Les multinationales du domaine de
la fracturation hydraulique « ont
injecté dans le sous-sol de 19 États
plus de 30 millions de gallons de
carburant diesel ou de liquide en
contenant » avant que l’EPA
publie en 2004 un rapport indiquant
que « l’utilisation de carburant
diesel dans les liquides servant à
la fracturation hydraulique
représentait la principale menace
des nappes phréatiques », dans
la mesure où il contient des
substances toxiques, dont les BTEX.
Dans le même laps de temps, les
multinationales ont utilisé « 595
produits contenant 24 polluants
atmosphériques différents, et
notamment le fluorure d’hydrogène,
le plomb et le méthanol ».
Le
fluorure d’hydrogène est « extrêmement
corrosif et il s’agit d’un poison
systémique » potentiellement
mortel.
Le
plomb est un métal lourd « particulièrement
nuisible au développement
neurologique des enfants » et
qui, en outre, « peut causer des
problèmes de santé chez les adultes,
comme des dérèglements du système
reproducteur, de l’hypertension et
des troubles nerveux ».
Le
méthanol est un polluant
atmosphérique toxique « présent
très souvent dans les produits de la
fracturation hydraulique ».
Ainsi, le fait que « diverses
substances chimiques présentes dans
les liquides de la fracturation
hydraulique utilisés par les
entreprises » aient été
considérées comme des « secrets
commerciaux » ou des « produits
exclusifs » est tout simplement
une aberration.
Bien sûr, la commission en
question a demandé aux
multinationales du domaine de la
fracturation hydraulique de lui
divulguer la composition de ses
produits pour s’informer sur « les
secrets commerciaux et les produits
exclusifs » utilisés, mais elles
ont puérilement déclaré être dans
l’impossibilité de le faire « faute
de ne pas connaître la composition
des produits pour les avoir achetés
tels quels aux fournisseurs ».
Ça se passe de commentaires !
Les membres de la commission en
ont conclu qu’il « semble que les
entreprises du domaine de la
fracturation hydraulique injectent
de liquides qui contiennent des
substances chimiques inconnues et
qu’il leur est difficile de
connaître les risques que ces
substances présentent pour la santé
humaine et l’environnement ».
Ces entreprises jouiraient-elles,
par hasard, d’un passe-droit
néolibéral texan ?

[Segment de données]
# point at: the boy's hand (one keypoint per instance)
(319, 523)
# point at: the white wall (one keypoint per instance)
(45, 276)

[À faire] Mettez à jour le passage sur la fracturation hydraulique, de « Bien sûr, la » à « de commentaires ! », en remplaçant « puérilement » par « aussitôt ».

[Résultat obtenu]
Bien sûr, la commission en
question a demandé aux
multinationales du domaine de la
fracturation hydraulique de lui
divulguer la composition de ses
produits pour s’informer sur « les
secrets commerciaux et les produits
exclusifs » utilisés, mais elles
ont aussitôt déclaré être dans
l’impossibilité de le faire « faute
de ne pas connaître la composition
des produits pour les avoir achetés
tels quels aux fournisseurs ».
Ça se passe de commentaires !